-- Reading passage --
◇ ◇ ◇ ◇ ◇ ◇ ◇

Reports out of spring training indicate that Aaron Loup has been dealing with forearm soreness.
Aaron Loup threw again but “didn’t feel real good” per Gibbons. #BlueJays will assess his arm to determine next steps.
— Ben Nicholson-Smith (@bnicholsonsmith) March 3, 2016
What does this mean for the Blue Jays’ bullpen? The first thing is that when we hear that a player is complaining of “forearm” soreness, it is frequently revealed that he has a UCL injury and requires either extensive rehab or Tommy John surgery. Can we diagnose Aaron Loup’s injury from third-hand reports? Of course not. It could be just mild forearm soreness but usually when a pitcher is prevented from throwing or says he “didn’t feel good,” it’s a cause for concern. So if Aaron Loup isn’t able to answer the bell when the season starts, who stands to benefit?
The obvious answer is switch-pitcher Pat Venditte. Venditte made his major league debut last year with the Oakland A’s and was picked up by the Blue Jays on waivers back in October. Venditte has much better splits against left-handed hitters and, despite his 4.40 ERA last year, he had a very good 1.19 WHIP with 23 strikeouts in 28 2/3 innings. Even better are his numbers against left-handed hitters who hit just .116 against him. While Venditte has decent numbers throwing with his right hand, he was spectacular with the left.

◇ ◇ ◇ ◇ ◇ ◇ ◇

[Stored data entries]
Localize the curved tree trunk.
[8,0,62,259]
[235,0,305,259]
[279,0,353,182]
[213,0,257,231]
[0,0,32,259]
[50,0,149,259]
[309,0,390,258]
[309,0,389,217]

◇ ◇ ◇ ◇ ◇ ◇ ◇

Continue the article on Aaron Loup's forearm soreness and the Blue Jays bullpen, starting after its last sentence. The records were taken from a separate source.

-- Exercise answer --
It must be noted that Venditte is the only other “lefty” whom the Blue Jays have on their 40-man roster with all of the other bullpen pitchers (not counting Brett Cecil) being righties. Venditte also has options to burn but the fact that he can be so effective against lefties makes him the top choice to come in for Aaron Loup should he miss time.
Looking off the 40-man roster, there are several pitchers with major league experience who throw from the left side. These include Scott Diamond, Colt Hynes, Wade LeBlanc and Pat McCoy. LeBlanc has actually thrown in seven big league seasons from 2008 to 2014 and has a 4.47 ERA over 446 2/3 innings and is definitely not a speed king, averaging under 88 mph in 2014. McCoy is much younger, pitching for the Detroit Tigers in 14 innings in 2014. McCoy throws a two-seam fastball around 91 mph with an 83.5 mph slider. Diamond doesn’t throw hard either, with his last big league action in 2013, averaging 88.5 mph with his fastball. Finally, Hynes won’t light up the radar gun, averaging under 89 mph with his fastball.
Another option could be Chad Girodo. Girodo has been dominant in the minor leagues and throws in the low-90s. Girodo was a non-roster invitee to spring training and throws in the low 90s with outstanding movement. He is also extremely tough on lefites, limiting them to .096 batting average and a .123 slugging percentage. Should the Blue Jays need to dip into the minors for a second lefty (after Venditte), my money is on Girodo, particularly if he’s throwing well in Buffalo.
Besides a healthy Aaron Loup, who would you like to see step into the Blue Jays’ bullpen?